= Document passage =

What Is a Qui Tam Action?

A qui tam action is a type of civil lawsuit where a relator (who is the whistleblower) sues someone or an organization that commits fraud against the federal government. The relator brings this lawsuit on behalf of the government and in return is eligible to receive a monetary award. This award varies but can range from anywhere from 15 percent to 30 percent of the money they can help recover. The exact percentage depends on how much work they provide in recovering the money for the federal government.

This percentage will drop if the relator takes part in the fraud. It might seem unfair that someone committing fraud can profit from it, but it is better that the federal government gets 85 cents on the dollar rather than zero cents on the dollar.

Getting an Attorney

If a whistleblower wants to become a relator, they must hire an attorney. This seems a bit odd since a criminal defendant facing decades behind bars can choose to represent themselves at the criminal trial. But the difference here is that in a qui tam action, the whistleblower is a relator, which means they bring a lawsuit on behalf of the federal government. Because it’s ultimately the federal government’s lawsuit, they decide on whether they want an attorney – and they always have an attorney.

So to bring a qui tam lawsuit as a relator, an individual must hire an attorney. The individual needs to hire a lawyer who has experience and knowledge in qui tam lawsuits. They are unlike any other civil or criminal court case, so a prospective relator doesn’t want an attorney to learn as the case goes along. They need experience right out of the gate.

Starting the Qui Tam Action

The qui tam lawsuit process officially begins when the relator files a complaint in federal court. The one unique thing about this complaint is that it is “under seal,” which means in secret. This means the defendant in the case has no idea it is now the defendant in a lawsuit. This secrecy is essential to prevent the defendant from hiding or destroying evidence or fleeing the country. It also helps protect the relator from potential retaliation because it allows them to stay anonymous.

Besides filing the complaint, the relator’s attorney will prepare a special memo for the United States Department of Justice explaining the fraud, as well as the evidence the relator has in support of the qui tam case.

The Federal Government’s Investigation

While the qui tam lawsuit is under seal, the Department of Justice will conduct its own investigation of the fraud. The Department of Justice initially has 60 days to complete its investigation. But since this is rarely enough time, they can easily get an extension. In most cases, it takes over 15 months for the DOJ to finish its investigation. Once the investigation is finally over, the Department of Justice will decide whether it will join the relator in the qui tam lawsuit.

(Entries drawn from a collection)
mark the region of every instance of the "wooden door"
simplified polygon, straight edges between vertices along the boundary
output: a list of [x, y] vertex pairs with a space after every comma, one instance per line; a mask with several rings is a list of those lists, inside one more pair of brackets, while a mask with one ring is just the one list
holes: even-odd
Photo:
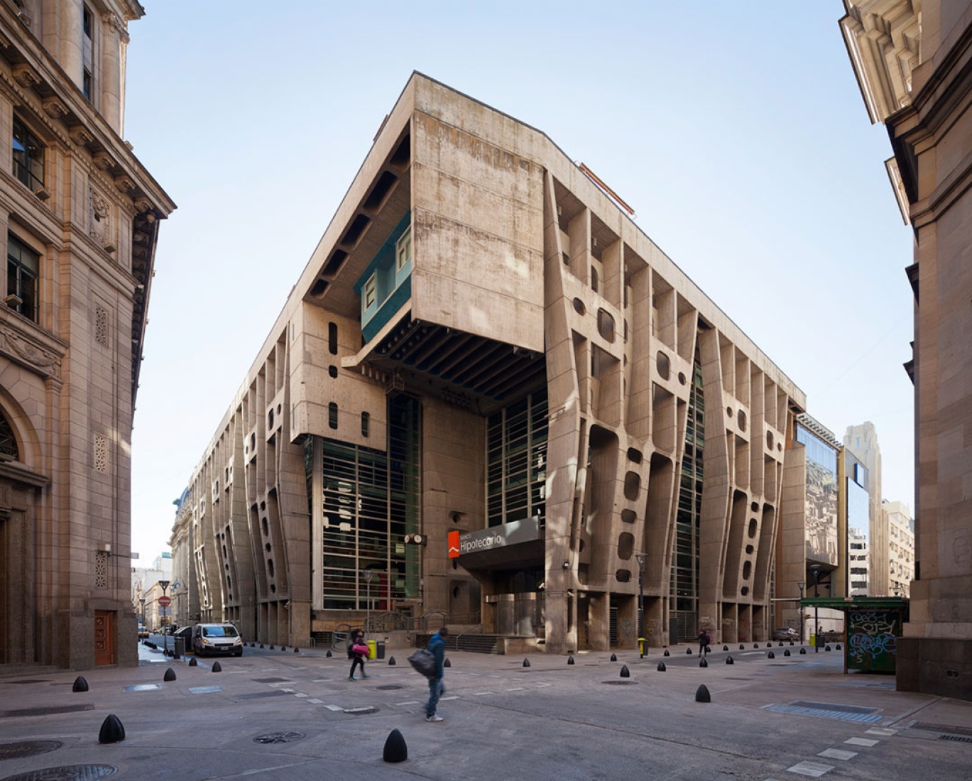
[[94, 611], [94, 663], [115, 663], [115, 614], [108, 610]]

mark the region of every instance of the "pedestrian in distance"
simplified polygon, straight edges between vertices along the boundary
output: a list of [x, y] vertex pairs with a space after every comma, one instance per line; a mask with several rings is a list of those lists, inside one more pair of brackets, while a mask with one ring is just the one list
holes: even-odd
[[709, 644], [712, 641], [712, 638], [709, 636], [709, 630], [703, 627], [702, 631], [699, 632], [699, 656], [706, 654], [706, 649], [709, 648]]
[[442, 678], [445, 675], [443, 664], [445, 663], [445, 638], [449, 634], [449, 629], [442, 627], [429, 640], [428, 650], [435, 658], [435, 672], [429, 678], [429, 703], [426, 705], [426, 721], [440, 722], [442, 717], [435, 712], [438, 705], [438, 698], [445, 694], [445, 686]]
[[355, 669], [361, 664], [362, 667], [362, 678], [367, 678], [367, 674], [364, 672], [364, 660], [367, 659], [368, 648], [364, 644], [364, 634], [359, 629], [355, 632], [354, 637], [351, 639], [351, 645], [348, 648], [348, 656], [351, 657], [351, 672], [348, 673], [348, 680], [354, 681], [355, 679]]

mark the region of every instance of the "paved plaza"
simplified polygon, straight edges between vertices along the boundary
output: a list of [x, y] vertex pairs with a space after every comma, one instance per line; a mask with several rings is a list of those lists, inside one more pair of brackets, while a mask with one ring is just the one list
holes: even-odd
[[[139, 666], [85, 673], [87, 692], [60, 670], [0, 679], [0, 781], [972, 779], [972, 702], [845, 675], [836, 651], [721, 648], [707, 667], [685, 646], [613, 662], [577, 654], [573, 664], [537, 655], [529, 666], [450, 652], [444, 721], [430, 724], [407, 649], [350, 682], [343, 652], [247, 647], [214, 672], [213, 660], [189, 666], [140, 645]], [[176, 680], [165, 682], [169, 668]], [[701, 685], [711, 702], [696, 701]], [[125, 738], [100, 744], [110, 714]], [[407, 759], [389, 763], [396, 730]], [[47, 750], [12, 756], [21, 741]]]

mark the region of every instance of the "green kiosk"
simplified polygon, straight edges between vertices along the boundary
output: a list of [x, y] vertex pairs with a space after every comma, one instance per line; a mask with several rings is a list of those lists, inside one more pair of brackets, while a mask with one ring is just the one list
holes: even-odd
[[[844, 672], [897, 671], [898, 637], [908, 621], [908, 599], [903, 596], [808, 596], [801, 608], [829, 608], [844, 613], [847, 642]], [[816, 626], [815, 621], [815, 626]]]

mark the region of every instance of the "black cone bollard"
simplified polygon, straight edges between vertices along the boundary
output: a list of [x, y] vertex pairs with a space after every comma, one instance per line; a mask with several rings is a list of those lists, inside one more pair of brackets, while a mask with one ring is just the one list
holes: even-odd
[[385, 762], [404, 762], [408, 759], [408, 746], [405, 745], [405, 738], [398, 730], [389, 732], [381, 758]]
[[101, 730], [98, 732], [98, 742], [118, 743], [120, 740], [124, 740], [124, 728], [122, 726], [122, 722], [119, 721], [119, 717], [114, 713], [110, 713], [101, 723]]

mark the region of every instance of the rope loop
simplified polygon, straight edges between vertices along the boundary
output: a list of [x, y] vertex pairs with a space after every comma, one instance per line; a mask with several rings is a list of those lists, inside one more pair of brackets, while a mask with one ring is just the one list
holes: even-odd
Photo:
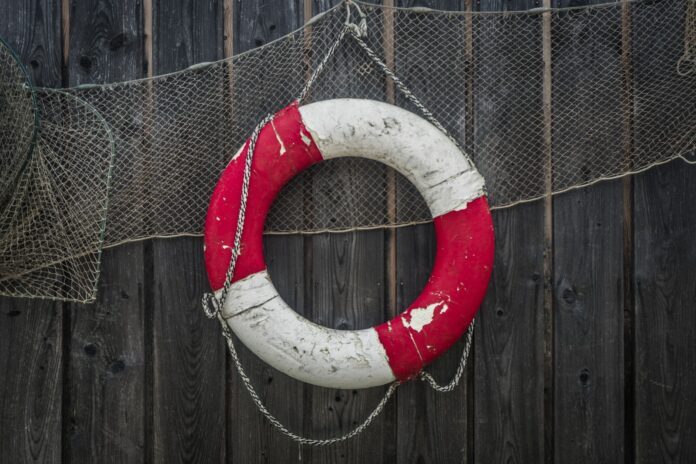
[[[351, 22], [351, 8], [355, 8], [358, 15], [360, 16], [360, 20], [358, 24], [355, 24]], [[433, 114], [416, 98], [415, 95], [410, 91], [410, 89], [394, 74], [394, 72], [387, 67], [386, 64], [380, 58], [377, 56], [377, 54], [362, 40], [363, 37], [367, 36], [367, 20], [365, 17], [365, 13], [360, 9], [360, 7], [355, 4], [352, 0], [346, 0], [346, 22], [345, 22], [345, 27], [341, 30], [340, 34], [336, 38], [336, 41], [333, 43], [331, 48], [327, 51], [326, 55], [324, 55], [324, 58], [321, 60], [321, 62], [317, 65], [315, 68], [314, 72], [310, 76], [310, 78], [307, 80], [307, 83], [305, 84], [304, 88], [300, 92], [299, 97], [297, 98], [298, 102], [302, 102], [307, 95], [309, 95], [309, 91], [312, 88], [313, 84], [319, 77], [319, 75], [323, 72], [325, 69], [327, 63], [331, 59], [331, 57], [335, 54], [336, 49], [338, 46], [341, 44], [343, 41], [346, 33], [349, 33], [351, 37], [353, 37], [360, 47], [367, 53], [367, 55], [374, 61], [379, 68], [382, 70], [382, 72], [389, 77], [395, 84], [397, 89], [411, 102], [413, 103], [420, 111], [421, 113], [426, 117], [426, 119], [433, 124], [435, 127], [437, 127], [440, 131], [442, 131], [447, 137], [452, 140], [457, 147], [459, 147], [460, 151], [462, 152], [463, 156], [466, 157], [469, 162], [472, 162], [469, 156], [464, 152], [464, 150], [461, 149], [459, 143], [454, 139], [448, 132], [447, 130], [440, 124], [440, 122], [433, 116]], [[234, 276], [234, 269], [237, 265], [237, 258], [239, 257], [239, 251], [241, 249], [241, 240], [242, 240], [242, 231], [244, 229], [244, 219], [245, 219], [245, 214], [246, 214], [246, 207], [247, 207], [247, 202], [249, 199], [249, 183], [251, 181], [251, 167], [252, 167], [252, 161], [254, 157], [254, 151], [256, 148], [256, 142], [259, 136], [259, 133], [261, 132], [261, 129], [268, 124], [271, 120], [273, 119], [273, 115], [269, 114], [265, 118], [263, 118], [254, 128], [254, 131], [252, 132], [251, 137], [249, 138], [249, 146], [247, 149], [247, 157], [245, 160], [244, 164], [244, 177], [243, 177], [243, 183], [242, 183], [242, 193], [240, 195], [240, 207], [239, 207], [239, 215], [237, 217], [237, 229], [235, 230], [235, 236], [234, 236], [234, 243], [232, 246], [232, 255], [230, 257], [230, 264], [227, 269], [227, 273], [225, 274], [225, 283], [222, 287], [222, 290], [220, 291], [219, 297], [216, 296], [213, 293], [206, 293], [203, 295], [202, 298], [202, 306], [203, 306], [203, 311], [205, 315], [210, 318], [210, 319], [215, 319], [217, 318], [218, 321], [220, 322], [220, 325], [222, 326], [222, 334], [225, 337], [225, 340], [227, 342], [227, 347], [230, 352], [230, 356], [232, 358], [232, 361], [237, 369], [237, 372], [239, 374], [239, 377], [242, 380], [242, 383], [244, 384], [244, 387], [249, 393], [249, 396], [251, 397], [252, 401], [256, 405], [256, 407], [259, 409], [261, 414], [274, 426], [276, 427], [283, 435], [291, 438], [292, 440], [296, 441], [297, 443], [300, 443], [302, 445], [309, 445], [309, 446], [326, 446], [326, 445], [332, 445], [335, 443], [339, 443], [342, 441], [349, 440], [356, 435], [362, 433], [373, 421], [374, 419], [384, 410], [384, 407], [386, 406], [387, 402], [389, 399], [393, 396], [394, 392], [396, 389], [401, 385], [401, 382], [396, 381], [393, 382], [389, 385], [387, 388], [387, 391], [385, 392], [384, 396], [382, 399], [377, 403], [377, 406], [372, 410], [372, 412], [365, 418], [365, 420], [355, 427], [353, 430], [350, 432], [346, 433], [345, 435], [335, 437], [335, 438], [327, 438], [327, 439], [315, 439], [315, 438], [307, 438], [300, 436], [292, 431], [290, 431], [287, 427], [285, 427], [278, 419], [266, 408], [266, 406], [263, 404], [263, 401], [261, 398], [259, 398], [258, 393], [256, 392], [256, 389], [254, 386], [251, 384], [251, 379], [249, 379], [249, 376], [247, 375], [244, 366], [242, 366], [242, 363], [239, 359], [239, 356], [237, 354], [237, 350], [234, 346], [234, 340], [232, 336], [232, 331], [230, 328], [227, 326], [227, 323], [225, 319], [223, 318], [222, 315], [222, 309], [225, 305], [225, 301], [227, 299], [230, 287], [232, 285], [232, 278]], [[462, 378], [462, 375], [464, 374], [464, 371], [466, 370], [466, 365], [467, 361], [469, 359], [469, 353], [471, 351], [471, 345], [472, 345], [472, 340], [473, 340], [473, 334], [474, 334], [474, 321], [471, 321], [471, 324], [467, 330], [467, 335], [466, 335], [466, 344], [464, 346], [464, 350], [462, 351], [462, 356], [459, 361], [459, 366], [457, 367], [457, 371], [455, 372], [454, 376], [452, 377], [452, 380], [450, 380], [449, 383], [446, 385], [439, 385], [435, 379], [432, 377], [432, 375], [428, 374], [425, 371], [421, 371], [421, 373], [418, 375], [418, 378], [424, 382], [426, 382], [431, 388], [433, 388], [435, 391], [438, 392], [450, 392], [455, 389], [457, 385], [459, 385], [459, 382]]]

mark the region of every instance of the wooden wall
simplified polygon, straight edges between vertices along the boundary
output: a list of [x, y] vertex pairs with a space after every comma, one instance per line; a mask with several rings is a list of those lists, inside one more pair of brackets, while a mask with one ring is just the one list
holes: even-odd
[[[40, 85], [109, 82], [249, 50], [335, 1], [3, 0], [0, 35]], [[384, 1], [453, 10], [578, 4]], [[594, 56], [620, 44], [622, 79], [604, 97], [630, 109], [634, 90], [646, 85], [637, 68], [651, 63], [633, 59], [625, 19], [621, 34], [596, 41]], [[529, 40], [549, 52], [535, 58], [545, 83], [593, 78], [558, 74], [573, 68], [554, 68], [556, 59], [587, 68], [572, 54], [577, 38], [553, 37], [550, 21]], [[567, 53], [552, 55], [552, 40], [568, 44]], [[501, 114], [522, 110], [520, 89], [486, 78], [519, 72], [516, 44], [476, 44], [467, 57], [475, 62], [486, 47], [509, 55], [468, 77], [480, 84], [461, 101], [473, 121], [467, 143], [492, 136], [476, 117], [484, 104], [497, 102]], [[501, 92], [506, 98], [489, 98]], [[573, 103], [554, 101], [546, 87], [537, 98], [546, 123]], [[616, 131], [628, 155], [650, 123], [627, 111]], [[562, 130], [545, 124], [527, 134], [539, 140], [540, 163], [562, 149], [553, 145]], [[675, 162], [496, 212], [494, 276], [463, 385], [438, 395], [409, 383], [364, 435], [325, 448], [279, 435], [239, 383], [217, 322], [199, 307], [207, 290], [200, 239], [110, 249], [94, 305], [0, 299], [0, 463], [694, 462], [695, 180], [696, 168]], [[286, 300], [342, 329], [406, 307], [433, 249], [430, 225], [266, 239]], [[350, 430], [382, 395], [310, 387], [241, 354], [269, 408], [307, 435]], [[435, 376], [448, 377], [458, 355], [439, 360]]]

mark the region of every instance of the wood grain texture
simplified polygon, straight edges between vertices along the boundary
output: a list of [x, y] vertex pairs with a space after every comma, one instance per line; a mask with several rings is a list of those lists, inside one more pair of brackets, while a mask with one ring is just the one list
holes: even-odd
[[62, 307], [0, 299], [0, 463], [61, 462]]
[[[268, 43], [296, 29], [303, 21], [303, 5], [279, 6], [267, 1], [235, 1], [232, 10], [235, 53]], [[282, 193], [281, 193], [282, 194]], [[304, 238], [268, 236], [264, 253], [273, 284], [298, 313], [305, 314]], [[259, 396], [269, 410], [296, 433], [304, 432], [305, 385], [271, 368], [240, 342], [239, 355]], [[228, 456], [231, 462], [296, 462], [307, 459], [296, 443], [281, 435], [251, 401], [232, 364], [229, 367]]]
[[[634, 144], [645, 150], [670, 150], [649, 136], [672, 124], [672, 108], [658, 104], [645, 111], [654, 92], [690, 85], [670, 73], [657, 79], [654, 69], [674, 69], [682, 53], [680, 34], [667, 25], [671, 15], [646, 10], [632, 15], [634, 31], [650, 25], [660, 33], [632, 36], [635, 94]], [[664, 25], [664, 26], [661, 26]], [[681, 30], [681, 29], [679, 29]], [[692, 76], [693, 77], [693, 76]], [[691, 82], [693, 84], [693, 81]], [[680, 87], [676, 87], [680, 88]], [[635, 299], [635, 462], [696, 461], [696, 169], [681, 161], [653, 168], [634, 178]]]
[[[539, 6], [533, 1], [475, 3], [476, 10], [519, 10]], [[509, 40], [506, 28], [520, 27], [511, 16], [500, 21], [473, 18], [473, 137], [477, 146], [514, 140], [516, 151], [501, 156], [529, 156], [535, 173], [543, 175], [544, 143], [542, 73], [538, 86], [520, 89], [515, 75], [520, 63], [543, 69], [542, 24]], [[541, 19], [541, 18], [540, 18]], [[497, 25], [496, 25], [497, 24]], [[531, 51], [531, 52], [530, 52]], [[495, 55], [492, 53], [495, 52]], [[495, 58], [493, 58], [495, 57]], [[501, 79], [505, 76], [505, 80]], [[526, 76], [520, 75], [520, 80]], [[519, 134], [511, 119], [530, 121], [533, 131]], [[476, 153], [473, 153], [474, 160]], [[489, 183], [517, 175], [496, 172]], [[537, 179], [543, 182], [543, 177]], [[474, 462], [543, 462], [545, 450], [545, 318], [547, 317], [545, 222], [543, 202], [496, 211], [496, 258], [493, 278], [477, 318], [474, 390]]]
[[[558, 179], [625, 154], [621, 119], [574, 136], [577, 127], [611, 120], [606, 112], [623, 103], [620, 12], [597, 21], [575, 12], [553, 17], [553, 153], [565, 160], [558, 165], [573, 160], [568, 172], [554, 170]], [[624, 460], [623, 206], [618, 180], [554, 198], [556, 462]]]
[[[0, 18], [33, 82], [60, 86], [60, 5], [3, 1]], [[61, 303], [0, 297], [0, 463], [61, 460], [63, 321]]]
[[[460, 10], [457, 0], [396, 1], [398, 7], [426, 7], [440, 10]], [[448, 130], [463, 139], [466, 127], [467, 60], [465, 50], [444, 47], [437, 53], [426, 52], [427, 45], [438, 34], [436, 18], [394, 15], [394, 65], [396, 73], [409, 84], [409, 88], [439, 118]], [[454, 34], [465, 34], [462, 28]], [[456, 37], [452, 37], [456, 40]], [[447, 39], [445, 39], [447, 40]], [[405, 52], [408, 50], [408, 52]], [[433, 95], [428, 88], [433, 79], [446, 80], [451, 87], [447, 95]], [[402, 95], [396, 101], [406, 104]], [[454, 112], [459, 116], [445, 120], [442, 115]], [[397, 184], [401, 185], [401, 184]], [[403, 193], [397, 189], [397, 216], [405, 205], [399, 204]], [[396, 283], [397, 312], [406, 309], [425, 285], [433, 266], [435, 237], [432, 224], [398, 228], [396, 235]], [[427, 370], [438, 381], [446, 383], [454, 374], [463, 340], [452, 347]], [[399, 388], [397, 396], [396, 453], [398, 462], [463, 462], [471, 451], [468, 443], [469, 421], [467, 386], [465, 375], [459, 387], [447, 394], [434, 392], [423, 382], [413, 381]]]
[[[76, 2], [64, 18], [69, 85], [143, 76], [136, 1]], [[145, 421], [143, 245], [102, 255], [97, 302], [70, 305], [70, 405], [65, 437], [74, 462], [142, 462]]]
[[[222, 57], [222, 2], [155, 2], [152, 17], [155, 74]], [[183, 118], [186, 105], [197, 103], [184, 98], [181, 108], [167, 110]], [[172, 194], [174, 204], [183, 200], [184, 192]], [[209, 291], [202, 240], [154, 241], [152, 260], [154, 461], [223, 462], [226, 348], [218, 322], [200, 304]]]
[[[383, 245], [384, 235], [380, 230], [312, 237], [314, 322], [354, 330], [386, 319]], [[365, 390], [312, 387], [311, 434], [328, 437], [347, 433], [367, 417], [383, 394], [383, 387]], [[313, 450], [312, 462], [379, 463], [383, 459], [383, 446], [383, 417], [379, 417], [355, 440]]]

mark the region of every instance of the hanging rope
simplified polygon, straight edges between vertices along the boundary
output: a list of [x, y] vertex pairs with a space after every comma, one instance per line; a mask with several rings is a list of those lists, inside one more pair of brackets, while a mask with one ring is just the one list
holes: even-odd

= Goal of the exercise =
Continue the text on qui tam lawsuits, starting after its last sentence.

= Exercise answer =
The Federal Government’s Decision

The decision for the DOJ to join, or not join, can make or break the qui tam lawsuit. If the Department of Justice decides to join, it will litigate the case along with the relator. But if they choose not to participate, the relator may still proceed with his or her qui tam lawsuit.

If the Department of Justice decides to join the qui tam case, it can drastically increase the chances of success. One reason is due to the fact the DOJ has the resources of the entire federal government behind it. And there is a lot more money in Washington, DC than in any one person’s bank account.

If the Department of Justice decides not to join, that can create a problem because the relator loses out on two things. First, they no longer have the resources of the government to help them in the qui tam lawsuit. Second, it can embolden the defendant and encourage them to fight harder and not settle the case. This is because the Department of Justice will usually only decline to join when they think the case will lose.

One silver lining to the Department of Justice backing out is that if the relator wins the qui tam case, they are much more likely to receive a higher percentage of the money recovered for the federal government.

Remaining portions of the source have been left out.